Prompt – Rewrite all of the material below as a numbered list, one line per item, and leave out any blank lines.

Data shown –
◇ ◇ ◇ ◇

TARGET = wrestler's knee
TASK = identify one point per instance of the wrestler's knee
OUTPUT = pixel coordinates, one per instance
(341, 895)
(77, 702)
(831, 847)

◇ ◇ ◇ ◇

Worked solution –
1. TARGET = wrestler's knee
2. TASK = identify one point per instance of the wrestler's knee
3. OUTPUT = pixel coordinates, one per instance
4. (341, 895)
5. (77, 702)
6. (831, 847)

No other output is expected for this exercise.